What is asked: Can you give the records again from the line containing "Target: blue plastic bucket" through the end of the records, with the requests included, scaling every x and y point coordinate in the answers by 0.2 and rounding to whole numbers with halves going up? Give only those lines.

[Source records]
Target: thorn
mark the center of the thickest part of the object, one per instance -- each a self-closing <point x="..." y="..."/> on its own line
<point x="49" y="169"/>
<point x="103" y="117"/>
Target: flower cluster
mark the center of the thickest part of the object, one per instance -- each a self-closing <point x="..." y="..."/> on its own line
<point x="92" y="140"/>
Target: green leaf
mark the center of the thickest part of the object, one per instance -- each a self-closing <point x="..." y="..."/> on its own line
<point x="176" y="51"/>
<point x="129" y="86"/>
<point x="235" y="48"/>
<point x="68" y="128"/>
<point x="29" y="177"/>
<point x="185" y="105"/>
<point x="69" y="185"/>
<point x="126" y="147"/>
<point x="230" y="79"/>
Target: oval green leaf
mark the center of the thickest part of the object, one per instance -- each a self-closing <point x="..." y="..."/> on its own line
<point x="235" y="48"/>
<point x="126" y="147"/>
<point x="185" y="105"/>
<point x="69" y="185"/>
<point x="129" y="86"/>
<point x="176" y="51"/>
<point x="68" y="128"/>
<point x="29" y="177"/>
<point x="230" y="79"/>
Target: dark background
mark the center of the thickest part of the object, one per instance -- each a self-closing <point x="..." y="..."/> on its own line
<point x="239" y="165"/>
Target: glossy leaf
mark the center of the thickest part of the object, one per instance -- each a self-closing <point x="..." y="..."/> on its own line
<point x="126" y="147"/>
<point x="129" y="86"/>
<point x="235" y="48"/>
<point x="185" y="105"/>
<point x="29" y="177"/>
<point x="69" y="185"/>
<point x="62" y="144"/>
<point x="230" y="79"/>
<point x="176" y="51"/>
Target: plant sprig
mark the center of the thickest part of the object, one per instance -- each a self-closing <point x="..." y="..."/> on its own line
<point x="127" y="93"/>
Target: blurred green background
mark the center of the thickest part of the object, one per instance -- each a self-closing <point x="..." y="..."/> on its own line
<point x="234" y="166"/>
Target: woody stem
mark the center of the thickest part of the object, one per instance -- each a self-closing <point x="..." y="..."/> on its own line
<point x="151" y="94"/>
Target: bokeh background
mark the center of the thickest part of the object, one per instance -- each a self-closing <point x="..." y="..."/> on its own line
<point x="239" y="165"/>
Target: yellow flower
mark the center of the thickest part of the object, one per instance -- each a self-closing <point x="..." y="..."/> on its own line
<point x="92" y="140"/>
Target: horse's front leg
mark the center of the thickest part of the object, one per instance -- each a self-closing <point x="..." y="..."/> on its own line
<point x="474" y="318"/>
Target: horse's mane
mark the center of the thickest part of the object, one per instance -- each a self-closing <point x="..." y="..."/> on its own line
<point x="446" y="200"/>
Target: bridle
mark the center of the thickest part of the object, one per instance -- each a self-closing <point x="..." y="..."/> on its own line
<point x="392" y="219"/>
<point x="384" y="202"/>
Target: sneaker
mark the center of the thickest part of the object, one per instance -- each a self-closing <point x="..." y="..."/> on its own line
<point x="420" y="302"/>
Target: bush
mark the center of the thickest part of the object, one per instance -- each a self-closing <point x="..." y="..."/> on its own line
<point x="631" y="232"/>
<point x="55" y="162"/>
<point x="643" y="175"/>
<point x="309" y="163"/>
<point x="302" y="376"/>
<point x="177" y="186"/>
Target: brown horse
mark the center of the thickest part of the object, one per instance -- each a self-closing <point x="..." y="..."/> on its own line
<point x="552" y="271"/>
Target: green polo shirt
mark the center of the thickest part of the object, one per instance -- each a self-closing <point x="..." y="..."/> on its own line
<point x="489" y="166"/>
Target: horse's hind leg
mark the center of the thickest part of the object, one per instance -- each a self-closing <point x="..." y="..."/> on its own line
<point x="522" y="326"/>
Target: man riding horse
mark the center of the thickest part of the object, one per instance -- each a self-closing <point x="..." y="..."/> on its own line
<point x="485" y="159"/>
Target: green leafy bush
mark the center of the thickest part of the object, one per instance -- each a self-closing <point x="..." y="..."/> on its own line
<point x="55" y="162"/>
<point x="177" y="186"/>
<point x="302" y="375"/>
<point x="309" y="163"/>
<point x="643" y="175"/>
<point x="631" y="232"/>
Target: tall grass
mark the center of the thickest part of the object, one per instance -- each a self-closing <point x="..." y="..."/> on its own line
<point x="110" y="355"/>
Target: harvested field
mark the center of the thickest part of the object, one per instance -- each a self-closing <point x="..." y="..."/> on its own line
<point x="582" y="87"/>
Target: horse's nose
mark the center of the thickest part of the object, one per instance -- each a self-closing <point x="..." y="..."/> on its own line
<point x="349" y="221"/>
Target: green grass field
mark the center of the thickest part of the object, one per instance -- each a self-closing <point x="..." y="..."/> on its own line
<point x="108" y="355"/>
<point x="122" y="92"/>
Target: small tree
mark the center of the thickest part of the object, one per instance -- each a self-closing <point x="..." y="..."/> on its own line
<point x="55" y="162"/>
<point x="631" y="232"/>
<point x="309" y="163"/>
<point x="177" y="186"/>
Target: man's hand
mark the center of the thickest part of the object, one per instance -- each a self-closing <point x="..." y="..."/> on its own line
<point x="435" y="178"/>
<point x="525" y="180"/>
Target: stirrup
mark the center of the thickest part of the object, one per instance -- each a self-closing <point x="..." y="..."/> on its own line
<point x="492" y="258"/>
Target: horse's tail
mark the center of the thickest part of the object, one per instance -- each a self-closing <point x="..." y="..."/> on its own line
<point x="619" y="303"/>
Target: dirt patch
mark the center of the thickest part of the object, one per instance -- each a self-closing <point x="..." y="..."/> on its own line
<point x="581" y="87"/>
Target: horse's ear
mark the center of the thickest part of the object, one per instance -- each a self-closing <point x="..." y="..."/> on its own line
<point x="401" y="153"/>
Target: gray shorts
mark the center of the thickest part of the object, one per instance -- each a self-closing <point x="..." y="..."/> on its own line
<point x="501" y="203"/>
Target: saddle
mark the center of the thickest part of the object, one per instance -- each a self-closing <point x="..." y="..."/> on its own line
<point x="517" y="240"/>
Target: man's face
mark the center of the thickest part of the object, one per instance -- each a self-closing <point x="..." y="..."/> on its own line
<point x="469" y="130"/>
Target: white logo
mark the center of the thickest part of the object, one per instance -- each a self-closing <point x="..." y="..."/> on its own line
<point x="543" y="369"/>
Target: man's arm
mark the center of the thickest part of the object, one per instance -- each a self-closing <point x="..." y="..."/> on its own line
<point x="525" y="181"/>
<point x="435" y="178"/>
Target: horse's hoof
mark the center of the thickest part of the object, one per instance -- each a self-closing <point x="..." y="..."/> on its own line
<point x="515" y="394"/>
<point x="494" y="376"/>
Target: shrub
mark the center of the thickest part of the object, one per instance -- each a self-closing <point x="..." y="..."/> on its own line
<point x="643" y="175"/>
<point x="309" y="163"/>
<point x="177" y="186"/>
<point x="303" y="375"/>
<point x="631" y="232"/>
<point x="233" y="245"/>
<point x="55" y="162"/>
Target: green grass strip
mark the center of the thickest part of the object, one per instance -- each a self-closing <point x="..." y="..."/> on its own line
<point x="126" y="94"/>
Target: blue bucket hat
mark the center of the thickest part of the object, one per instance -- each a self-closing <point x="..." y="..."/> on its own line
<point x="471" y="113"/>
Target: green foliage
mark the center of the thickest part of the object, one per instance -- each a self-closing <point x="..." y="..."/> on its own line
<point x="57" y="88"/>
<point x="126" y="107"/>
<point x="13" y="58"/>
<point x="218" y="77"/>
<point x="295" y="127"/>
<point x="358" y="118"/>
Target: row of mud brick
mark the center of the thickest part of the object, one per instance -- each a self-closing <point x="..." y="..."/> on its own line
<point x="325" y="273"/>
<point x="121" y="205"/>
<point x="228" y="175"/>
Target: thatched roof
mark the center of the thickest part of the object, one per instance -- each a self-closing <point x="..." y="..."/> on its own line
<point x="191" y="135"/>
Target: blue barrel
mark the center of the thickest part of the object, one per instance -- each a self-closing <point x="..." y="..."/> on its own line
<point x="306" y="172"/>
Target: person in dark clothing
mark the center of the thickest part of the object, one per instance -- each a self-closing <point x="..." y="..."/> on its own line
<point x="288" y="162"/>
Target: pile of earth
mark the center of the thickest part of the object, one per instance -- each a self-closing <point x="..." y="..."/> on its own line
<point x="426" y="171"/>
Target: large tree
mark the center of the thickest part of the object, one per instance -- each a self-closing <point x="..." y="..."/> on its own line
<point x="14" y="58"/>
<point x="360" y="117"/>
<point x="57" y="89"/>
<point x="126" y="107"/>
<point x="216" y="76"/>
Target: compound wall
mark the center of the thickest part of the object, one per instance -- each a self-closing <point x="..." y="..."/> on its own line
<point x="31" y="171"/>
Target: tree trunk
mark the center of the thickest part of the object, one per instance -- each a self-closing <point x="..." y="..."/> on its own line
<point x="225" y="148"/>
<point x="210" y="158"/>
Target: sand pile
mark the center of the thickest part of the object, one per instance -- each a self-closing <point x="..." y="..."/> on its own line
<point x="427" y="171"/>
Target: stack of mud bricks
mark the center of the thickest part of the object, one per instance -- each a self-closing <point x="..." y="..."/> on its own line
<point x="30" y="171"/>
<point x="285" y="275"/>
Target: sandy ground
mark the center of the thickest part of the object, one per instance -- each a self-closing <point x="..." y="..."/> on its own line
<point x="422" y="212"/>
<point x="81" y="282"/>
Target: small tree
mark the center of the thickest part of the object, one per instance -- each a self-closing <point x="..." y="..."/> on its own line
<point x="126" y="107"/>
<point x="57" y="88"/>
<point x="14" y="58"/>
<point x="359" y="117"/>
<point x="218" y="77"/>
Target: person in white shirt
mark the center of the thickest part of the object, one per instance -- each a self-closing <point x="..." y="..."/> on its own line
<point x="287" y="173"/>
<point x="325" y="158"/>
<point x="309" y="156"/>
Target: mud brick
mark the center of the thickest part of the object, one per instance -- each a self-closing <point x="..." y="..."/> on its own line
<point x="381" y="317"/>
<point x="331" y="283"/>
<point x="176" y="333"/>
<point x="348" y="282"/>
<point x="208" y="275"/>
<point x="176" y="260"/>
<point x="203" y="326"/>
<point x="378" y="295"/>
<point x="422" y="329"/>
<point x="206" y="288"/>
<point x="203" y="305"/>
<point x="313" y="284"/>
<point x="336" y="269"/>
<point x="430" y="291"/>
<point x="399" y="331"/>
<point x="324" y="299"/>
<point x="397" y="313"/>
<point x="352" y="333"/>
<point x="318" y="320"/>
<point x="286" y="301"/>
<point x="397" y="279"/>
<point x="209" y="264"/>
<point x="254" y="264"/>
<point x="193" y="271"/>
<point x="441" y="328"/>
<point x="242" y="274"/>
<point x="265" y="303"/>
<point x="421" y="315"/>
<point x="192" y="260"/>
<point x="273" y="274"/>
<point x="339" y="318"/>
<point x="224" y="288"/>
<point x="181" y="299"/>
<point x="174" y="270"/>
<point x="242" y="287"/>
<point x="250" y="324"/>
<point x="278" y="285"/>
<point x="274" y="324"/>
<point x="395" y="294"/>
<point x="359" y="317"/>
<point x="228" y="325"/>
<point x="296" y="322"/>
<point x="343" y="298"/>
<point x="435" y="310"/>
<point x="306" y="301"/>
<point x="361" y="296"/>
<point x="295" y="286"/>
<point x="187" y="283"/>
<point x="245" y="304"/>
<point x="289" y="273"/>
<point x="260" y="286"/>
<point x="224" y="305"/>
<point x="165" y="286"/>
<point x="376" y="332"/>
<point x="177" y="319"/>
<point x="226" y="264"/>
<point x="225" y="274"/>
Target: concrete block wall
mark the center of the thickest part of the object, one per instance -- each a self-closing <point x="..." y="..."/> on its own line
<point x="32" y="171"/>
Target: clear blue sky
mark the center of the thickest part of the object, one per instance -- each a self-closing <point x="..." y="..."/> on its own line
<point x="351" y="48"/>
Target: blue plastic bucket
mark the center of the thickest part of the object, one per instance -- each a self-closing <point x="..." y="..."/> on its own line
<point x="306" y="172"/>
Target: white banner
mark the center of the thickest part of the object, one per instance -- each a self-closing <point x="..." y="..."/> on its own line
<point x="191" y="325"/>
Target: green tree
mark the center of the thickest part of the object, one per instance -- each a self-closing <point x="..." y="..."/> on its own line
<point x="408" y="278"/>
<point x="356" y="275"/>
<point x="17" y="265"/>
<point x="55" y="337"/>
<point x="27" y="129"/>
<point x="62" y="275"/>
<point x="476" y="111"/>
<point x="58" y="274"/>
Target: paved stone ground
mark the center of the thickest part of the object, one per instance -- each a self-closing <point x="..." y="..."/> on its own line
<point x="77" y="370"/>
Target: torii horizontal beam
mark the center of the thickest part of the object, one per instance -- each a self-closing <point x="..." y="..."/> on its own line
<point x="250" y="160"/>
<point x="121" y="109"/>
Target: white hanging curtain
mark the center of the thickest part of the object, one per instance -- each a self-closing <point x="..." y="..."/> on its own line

Answer for the task:
Target: blue plastic bucket
mark the center of the thickest part of the object, one per instance -- each a self-closing <point x="..." y="..."/> on its own line
<point x="61" y="34"/>
Target: white banner
mark the center of the thickest part of the object, one per instance -- each a self-closing <point x="..." y="..."/> on its own line
<point x="38" y="65"/>
Target: green tree
mark the center of the thickest part of the object, one per instance -- each a self-closing <point x="..." y="..."/> on its own line
<point x="82" y="56"/>
<point x="71" y="55"/>
<point x="3" y="53"/>
<point x="11" y="67"/>
<point x="5" y="26"/>
<point x="12" y="55"/>
<point x="95" y="22"/>
<point x="12" y="55"/>
Target: paved stone ground
mark the center of the thickest part of the object, one per instance -- each a self-closing <point x="..." y="..."/> on its own line
<point x="15" y="74"/>
Target: torii horizontal beam
mark the center of the thickest part of the object, one per instance -- each a self-closing <point x="..." y="..."/> on its own line
<point x="50" y="32"/>
<point x="24" y="22"/>
Target: white hanging curtain
mark the center of the thickest part of the object, one per instance -- each a self-closing <point x="..." y="..."/> on its own line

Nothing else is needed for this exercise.